TASKS TO PERFORM:
[A] Please swap "nucleus" for "core" in the part of the static electricity text that opens with "The problem you'll" and closes with "around the nucleus.", and write that part out again.
[B] Continue the static electricity text from its last sentence.

EXCERPT TO READ:
What Materials Conduct Static Electricity Best?
Grade Levels: 5 - 8
There's little doubt that you've had some experience with static electricity. That annoying "shock" you feel after you walk across the carpet and touch the doorknob, for instance. Or that equally annoying thing your hair does when you pull a wool hat quickly off your head. But what is static electricity, and why does it cause these types of events to occur?
In this section, you'll not only learn about static electricity, but also about a really cool experiment regarding static electricity that you can do with a simple device you'll make called an electroscope. You'll use the electroscope to detect electrical charge.
So What Seems to Be the Problem?
The problem you'll attempt to solve is how well certain objects give up their electrons to other objects. How does that relate to static electricity, you ask?
In the wonderful world of science, there are protons, neutrons, and electrons. Protons and neutrons are tiny particles contained within the nucleus of an atom.
Protons and neutrons are tiny particles contained within the nucleus of an atom. Electrons are even tinier particles that orbit around the nucleus.
An atom, if you'll recall, is the smallest piece possible of an object. A bar of silver, for instance, could be divided in half, then half again, and again and again and again, until there is a piece so small that if it were to be divided, it would no longer be silver. That very last piece is called an atom.
In the middle of each atom is a nucleus. That's where the protons and neutrons hang out. Electrons, on the other hand, are even smaller than protons and neutrons, and orbit around the nucleus of the atom.
Protons, neutrons, and electrons are very different from one another. In terms of this experiment, the way that they're different from one another concerns their electrical charges.
Protons have a positive (+) charge. Electrons have a-you guessed it-negative (-) charge, and neutrons, as their name suggests, have no charge. When an atom contains the same number of protons and electrons, the atom has no overall charge, but is neutral. That's because the positive charge of a proton is equal to the negative charge of an electron. Put together, one cancels out the other.
While protons and neutrons stick closely together within the nucleus of an atom, electrons are like free spirits who can't stay still. They move around about the nucleus, and sometimes bail out on the atom altogether and move to a different atom.
When this happens, it puts the electric charge of the atom out of balance. Remember, a neutral atom must contain the same number of protons and electrons. When electrons jump ship and move to another atom, the balance is lost.
An atom that loses electrons then has a positive charge because it contains more protons than electrons. The atom that gains the electrons has more negative than positive particles, so it has a negative charge.

STORED DATA:
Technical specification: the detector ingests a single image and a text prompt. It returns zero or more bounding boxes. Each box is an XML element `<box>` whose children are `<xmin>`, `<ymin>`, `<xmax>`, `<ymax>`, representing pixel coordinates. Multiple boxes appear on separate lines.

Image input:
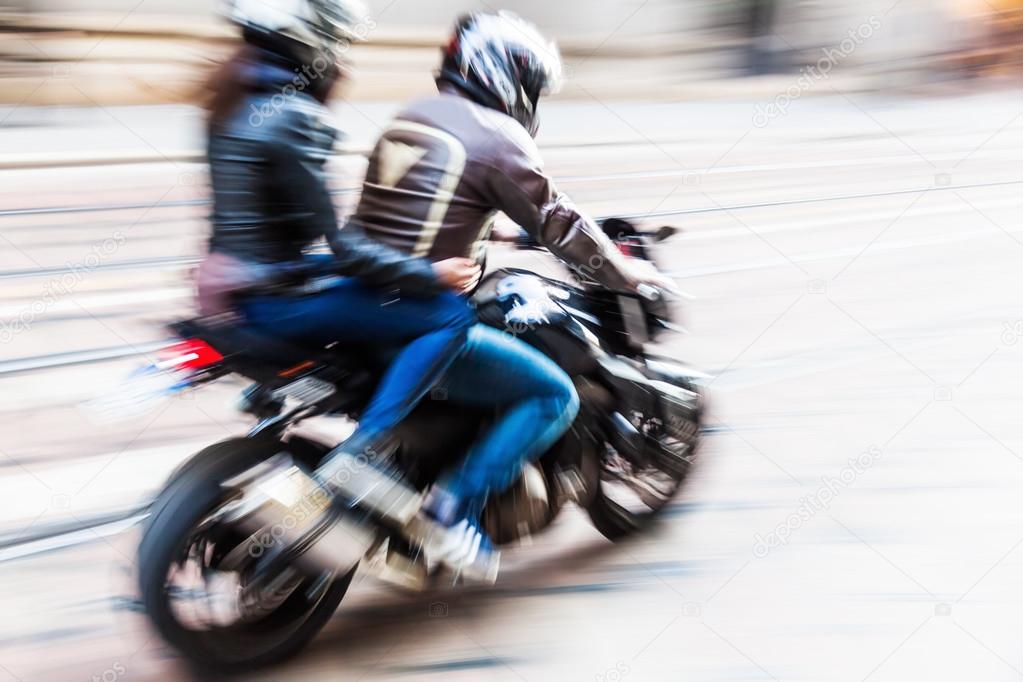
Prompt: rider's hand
<box><xmin>434</xmin><ymin>258</ymin><xmax>481</xmax><ymax>293</ymax></box>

TASK-BY-TASK OUTPUTS:
[A]
The problem you'll attempt to solve is how well certain objects give up their electrons to other objects. How does that relate to static electricity, you ask?
In the wonderful world of science, there are protons, neutrons, and electrons. Protons and neutrons are tiny particles contained within the core of an atom.
Protons and neutrons are tiny particles contained within the core of an atom. Electrons are even tinier particles that orbit around the core.

[B]
Just to make things a bit more confusing, an atom that has either a positive or negative charge is no longer called an atom. It's now known as an ion.
Some materials hold their electrons very closely, not allowing the electrons to move through them well. These materials are known as insulators. Materials that do allow their electrons to move through them easily are called conductors. Cloth is a good insulator, while metals generally are good conductors.
Electrons and Static Electricity
It's important to realize that electrons moving from place to place is not an unusual occurrence. It happens all the time, whenever two objects rub together. When there is a lot of contact between two objects, a lot of electrons get transferred, and the amount of charge builds up. Static electricity, simply put, is nothing more than an imbalance of positive and negative charges.
The next idea to understand is that opposite charges attract, while charges that are the same repel each other. When you pull a hat off your head and your hair does that weird, standing-up-straight thing, it's because of this attract-and-repel rule.
Electrons that were in your hair rub off onto the hat. When you remove the hat, the electrons go with it, leaving your hair with only a positive charge. Each little hair tries to get away from its same-charged neighbor, resulting in that flyaway look. Static electricity is an imbalance of positive and negative charges.
All right, enough explanation. It's time to get down to business. In this science fair project, you'll attempt to discover which objects most readily release their electrons, allowing a charge to result. Remember that some objects (insulators) do not give up electrons as easily as others (conductors).
If you want to, you can use the title of this section, "What Materials Conduct Static Electricity Best?" as your project title. Or you could call your project one of the titles suggested below:
- How Does Transferring Electrons Change a Charge?
- Understanding Static Electricity
- Using an Electroscope to Detect Electrical Charge
Once you understand the concept of static electricity, you can think about everyday applications of this project.
What's the Point?
Now you know why your hair stands straight up when you pull a wool hat off your head. So what?
Understanding electrical charges is important for many reasons. It helps you to understand how the world works, and why certain events occur.
Did you ever notice that static electricity shocks occur mostly in the winter? And that even if you don't pull a hat off your head, your hair tends to be a little flyaway whenit's cold outside?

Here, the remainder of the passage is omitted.